__Source document__
————————
I'm a week behind (blame recent sleep deprivation) but there were some really good articles in last Monday's Media Guardian. David Liddiment, who used to be in charge of programming at ITV, has got public service religion and provides a useful insider's view of the pros and cons of arts programming for mainstream channels. He doesn't have to worry about picking winners any more so he can afford to say things like this:
“For as long as mainstream broadcasting survives, it should not be possible again for the BBC to abandon its cultural responsibilities on its main channel. Charter renewal lobbyists please note. As for ITV, Channel 4 and Five, I believe they will find it increasingly difficult to keep arts programmes worthy of the name as part of a commercially viable schedule. Sooner or later someone will have to look again at the trade-off between a rich and varied TV diet and the bounty that broadcasters pay the treasury for their privileged access to spectrum.”In the same issue, terrifically brainy Tim Gardam looks back over his five years doing the same job at Channel 4. He is most proud of Big Brother:
“He recalls his happiest moment: the last night of the first Big Brother in August 2000. “I thought, 'Whatever happens now, I have done something.'”.
July 06, 2003
The downside
Rosa is nine weeks old. She turns out to be entirely adorable – but then I would say that. Juliet's latest column for Tigerchild (written a couple of weeks ago) is a hymn to the downside.
————————
__What is needed__
Reproduce everything in the blog excerpt from "July 06, 2003" down to "to the downside.", without altering a word.

__Data to examine__
————————
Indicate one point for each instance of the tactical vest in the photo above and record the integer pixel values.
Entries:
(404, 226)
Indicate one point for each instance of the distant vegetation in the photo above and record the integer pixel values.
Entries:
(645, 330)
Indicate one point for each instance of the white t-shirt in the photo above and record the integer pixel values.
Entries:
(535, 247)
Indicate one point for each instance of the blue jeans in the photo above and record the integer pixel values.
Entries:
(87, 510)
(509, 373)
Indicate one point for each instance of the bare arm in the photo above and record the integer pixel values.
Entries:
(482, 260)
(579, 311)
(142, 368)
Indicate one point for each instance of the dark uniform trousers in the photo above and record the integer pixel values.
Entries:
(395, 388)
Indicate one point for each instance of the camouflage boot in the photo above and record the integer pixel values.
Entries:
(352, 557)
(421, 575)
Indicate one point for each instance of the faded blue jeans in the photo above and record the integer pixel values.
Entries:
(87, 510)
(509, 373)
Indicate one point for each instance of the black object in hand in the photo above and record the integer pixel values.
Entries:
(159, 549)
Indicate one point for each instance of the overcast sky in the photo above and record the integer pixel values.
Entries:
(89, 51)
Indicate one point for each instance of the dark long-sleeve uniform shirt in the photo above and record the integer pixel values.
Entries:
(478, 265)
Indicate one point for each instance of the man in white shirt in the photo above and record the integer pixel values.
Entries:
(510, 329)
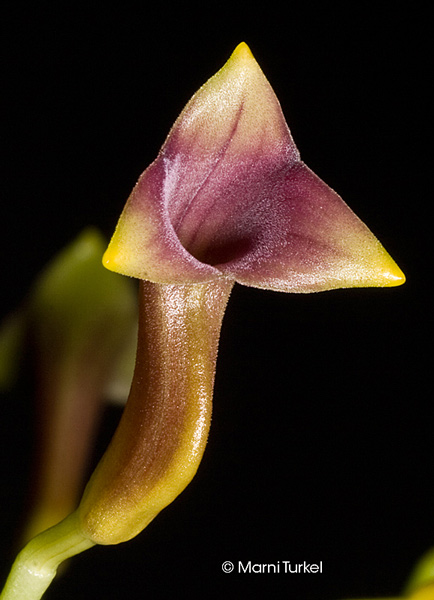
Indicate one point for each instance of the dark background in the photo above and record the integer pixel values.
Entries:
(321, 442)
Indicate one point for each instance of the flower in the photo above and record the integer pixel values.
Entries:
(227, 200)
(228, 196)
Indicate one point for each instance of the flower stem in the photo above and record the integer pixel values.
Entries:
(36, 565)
————————
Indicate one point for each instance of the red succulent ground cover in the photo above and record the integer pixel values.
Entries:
————————
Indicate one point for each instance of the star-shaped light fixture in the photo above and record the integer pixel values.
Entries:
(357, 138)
————————
__Written response__
July 06, 2003
The downside
Rosa is nine weeks old. She turns out to be entirely adorable – but then I would say that. Juliet's latest column for Tigerchild (written a couple of weeks ago) is a hymn to the downside.